> **Exercise requirements**
Retrieve every line from the records in which the word "outline" occurs.

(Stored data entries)
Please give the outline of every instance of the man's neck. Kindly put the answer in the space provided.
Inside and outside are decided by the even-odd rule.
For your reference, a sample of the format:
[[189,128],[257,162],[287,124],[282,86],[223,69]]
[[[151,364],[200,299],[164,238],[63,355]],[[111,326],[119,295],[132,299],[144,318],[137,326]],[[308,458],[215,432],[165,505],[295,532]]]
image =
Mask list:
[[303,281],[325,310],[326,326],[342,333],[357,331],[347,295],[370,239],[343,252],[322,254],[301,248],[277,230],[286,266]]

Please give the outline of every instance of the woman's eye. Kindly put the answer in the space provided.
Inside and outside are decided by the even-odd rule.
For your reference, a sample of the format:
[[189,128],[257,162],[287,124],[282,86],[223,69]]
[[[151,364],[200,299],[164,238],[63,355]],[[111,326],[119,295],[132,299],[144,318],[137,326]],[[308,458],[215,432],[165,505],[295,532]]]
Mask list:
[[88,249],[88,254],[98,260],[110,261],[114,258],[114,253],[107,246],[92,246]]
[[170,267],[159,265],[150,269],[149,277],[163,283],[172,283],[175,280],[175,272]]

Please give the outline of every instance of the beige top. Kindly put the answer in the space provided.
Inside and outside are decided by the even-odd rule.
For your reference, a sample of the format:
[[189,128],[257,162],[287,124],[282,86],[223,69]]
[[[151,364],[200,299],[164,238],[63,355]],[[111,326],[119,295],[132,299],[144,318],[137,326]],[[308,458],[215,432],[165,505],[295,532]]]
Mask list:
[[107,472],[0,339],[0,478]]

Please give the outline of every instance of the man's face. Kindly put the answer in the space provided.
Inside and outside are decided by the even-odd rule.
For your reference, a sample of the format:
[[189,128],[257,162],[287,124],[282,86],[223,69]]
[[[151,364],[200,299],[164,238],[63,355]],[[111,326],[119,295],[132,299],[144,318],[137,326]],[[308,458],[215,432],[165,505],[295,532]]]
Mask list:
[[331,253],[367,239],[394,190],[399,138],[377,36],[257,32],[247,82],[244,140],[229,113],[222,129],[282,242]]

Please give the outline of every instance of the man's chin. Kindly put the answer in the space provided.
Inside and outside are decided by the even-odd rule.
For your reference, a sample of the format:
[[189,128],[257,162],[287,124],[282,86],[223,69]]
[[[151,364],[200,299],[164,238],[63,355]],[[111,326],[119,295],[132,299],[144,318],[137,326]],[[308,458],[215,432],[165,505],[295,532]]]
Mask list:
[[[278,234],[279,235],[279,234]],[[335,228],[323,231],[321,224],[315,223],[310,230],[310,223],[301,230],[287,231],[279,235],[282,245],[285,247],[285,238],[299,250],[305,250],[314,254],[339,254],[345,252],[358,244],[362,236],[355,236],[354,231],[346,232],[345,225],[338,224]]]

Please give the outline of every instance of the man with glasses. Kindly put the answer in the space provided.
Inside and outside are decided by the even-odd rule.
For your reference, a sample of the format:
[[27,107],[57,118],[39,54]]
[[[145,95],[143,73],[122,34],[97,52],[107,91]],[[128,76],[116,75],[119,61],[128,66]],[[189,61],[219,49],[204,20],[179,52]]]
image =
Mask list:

> **Exercise response**
Please give the outline of every instance of the man's neck. Kindly put the answer in the space provided.
Please give the outline of every instance of the woman's eye. Kindly put the answer in the space provided.
Please give the outline of every instance of the beige top. Kindly put the answer in the space provided.
Please give the outline of every instance of the man's face. Kindly put the answer in the space provided.
Please give the outline of every instance of the man's chin. Kindly put the answer in the space provided.
Please give the outline of every instance of the man with glasses. Kindly put the answer in the space provided.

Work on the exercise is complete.